* Dataset entries:
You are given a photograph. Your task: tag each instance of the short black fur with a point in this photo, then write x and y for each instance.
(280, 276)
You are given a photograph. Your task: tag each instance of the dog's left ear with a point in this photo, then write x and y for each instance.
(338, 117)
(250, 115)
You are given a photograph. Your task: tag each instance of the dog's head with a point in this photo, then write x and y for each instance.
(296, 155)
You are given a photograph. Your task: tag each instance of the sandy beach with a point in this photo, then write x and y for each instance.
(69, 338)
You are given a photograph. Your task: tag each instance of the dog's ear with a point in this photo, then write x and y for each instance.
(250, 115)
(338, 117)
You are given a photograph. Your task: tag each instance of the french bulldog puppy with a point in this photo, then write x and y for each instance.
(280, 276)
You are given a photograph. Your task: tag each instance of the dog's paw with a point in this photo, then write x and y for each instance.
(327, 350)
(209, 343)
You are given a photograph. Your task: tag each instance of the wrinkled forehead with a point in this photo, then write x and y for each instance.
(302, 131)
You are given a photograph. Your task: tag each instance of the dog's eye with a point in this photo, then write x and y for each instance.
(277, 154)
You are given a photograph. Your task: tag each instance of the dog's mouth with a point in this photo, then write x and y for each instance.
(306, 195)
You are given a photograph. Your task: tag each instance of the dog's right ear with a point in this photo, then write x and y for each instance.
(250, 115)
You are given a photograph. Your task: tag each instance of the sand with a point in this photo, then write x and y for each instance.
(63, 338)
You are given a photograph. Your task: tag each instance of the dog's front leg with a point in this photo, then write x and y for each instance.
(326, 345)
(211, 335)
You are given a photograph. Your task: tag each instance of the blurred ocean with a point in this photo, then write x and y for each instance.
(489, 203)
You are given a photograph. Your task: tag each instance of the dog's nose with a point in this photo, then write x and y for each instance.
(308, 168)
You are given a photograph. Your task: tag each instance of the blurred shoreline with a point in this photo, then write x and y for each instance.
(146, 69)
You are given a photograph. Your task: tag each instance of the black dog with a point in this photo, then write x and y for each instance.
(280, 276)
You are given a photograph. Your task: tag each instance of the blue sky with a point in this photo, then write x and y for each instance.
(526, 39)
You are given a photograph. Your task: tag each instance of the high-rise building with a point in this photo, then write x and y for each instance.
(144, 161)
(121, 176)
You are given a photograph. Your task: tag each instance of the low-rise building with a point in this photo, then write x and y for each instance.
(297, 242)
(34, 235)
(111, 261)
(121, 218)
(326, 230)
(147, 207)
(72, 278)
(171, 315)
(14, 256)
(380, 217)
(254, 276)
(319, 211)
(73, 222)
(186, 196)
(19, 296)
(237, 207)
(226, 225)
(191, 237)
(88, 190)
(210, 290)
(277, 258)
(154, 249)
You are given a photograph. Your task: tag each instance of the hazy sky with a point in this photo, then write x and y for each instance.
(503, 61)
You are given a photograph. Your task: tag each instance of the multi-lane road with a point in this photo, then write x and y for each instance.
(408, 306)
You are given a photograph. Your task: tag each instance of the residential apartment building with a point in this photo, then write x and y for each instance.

* WORK INSTRUCTION: Word for word, give back the data shown above.

* SOLUTION FOR THIS EXERCISE:
You are given a photograph. Your task: tag each instance of the short black fur with a point in this photo, then write x and y for each instance.
(280, 276)
You are given a photograph. Your task: tag each instance of the dog's left ear with a point in this photo, then write x and y for each instance.
(338, 117)
(250, 115)
You are given a photograph. Your task: tag each instance of the dog's head with a point in this photo, then write x and y for each instance.
(296, 155)
You are given a photograph. Your task: tag each instance of the sandy beach with a point in this photo, then write x and y for each instance.
(69, 338)
You are given a photograph. Your task: tag each instance of the dog's ear with a point in this photo, then write x and y for each instance.
(250, 115)
(338, 117)
You are given a photograph. Your task: tag each instance of the french bulldog puppy with a point in this photo, then write x and y for each instance.
(280, 276)
You are given a photograph. Your task: tag each instance of the dog's paw with a point in this photo, then write x and y for each instance.
(327, 350)
(209, 343)
You are given a photograph. Your task: tag each instance of the wrinkled forehead with a point in this photo, then write x and y for each instance.
(302, 131)
You are given a photograph. Your task: tag each instance of the dog's eye with a point in this photo, then write x and y for each instance.
(277, 154)
You are given a photograph. Your task: tag each instance of the dog's mouth with a point in this photo, then write x and y for each instance.
(306, 195)
You are given a photograph. Your task: tag each instance of the dog's right ear with a point in this photo, then write x and y for each instance.
(250, 115)
You are given a photograph. Your task: tag each instance of the sand with a point in this photo, then write x and y for each instance.
(63, 338)
You are given a photograph. Your task: tag each instance of the dog's front leg with a point in this photo, then write x and y for each instance.
(326, 345)
(211, 335)
You are given a photograph. Your task: tag each instance of the blurred ocean with a point in this photo, then write x and y for each instance.
(489, 203)
You are given a photograph. Your task: tag each instance of the dog's nose with a point in this photo, then write x and y for each instance.
(308, 168)
You are given a photograph. Your task: tag each instance of the blurred shoreline with a point in this photo, then write x and y for each instance.
(146, 69)
You are given a photograph. Your task: tag each instance of the black dog with a point in this photo, then write x and y for each instance.
(280, 276)
You are given a photograph. Your task: tag each instance of the blue sky with a point in this photo, then write x and y for each instance.
(526, 39)
You are given a photograph. Your task: tag each instance of the high-rise building with a point in this photo, then write x and y for each instance.
(144, 161)
(121, 176)
You are given a photograph. Your task: tag each instance of the low-rise building with a point in this photo, then write x and y for each instance.
(297, 242)
(34, 235)
(111, 261)
(121, 218)
(326, 230)
(147, 207)
(72, 278)
(171, 315)
(14, 256)
(380, 217)
(254, 276)
(319, 211)
(73, 222)
(186, 196)
(19, 296)
(237, 207)
(226, 225)
(191, 237)
(88, 190)
(210, 290)
(277, 258)
(154, 249)
You are given a photograph. Your task: tag each instance of the hazy sky with a point in this photo, then write x and y for each instance.
(503, 61)
You are given a photograph. Your task: tag each instance of the multi-lane road with a point in this photo, then write x and y for each instance.
(408, 306)
You are given a photograph. Your task: tag each instance of the residential apartment building with a point in this photo, then write x and y for each instance.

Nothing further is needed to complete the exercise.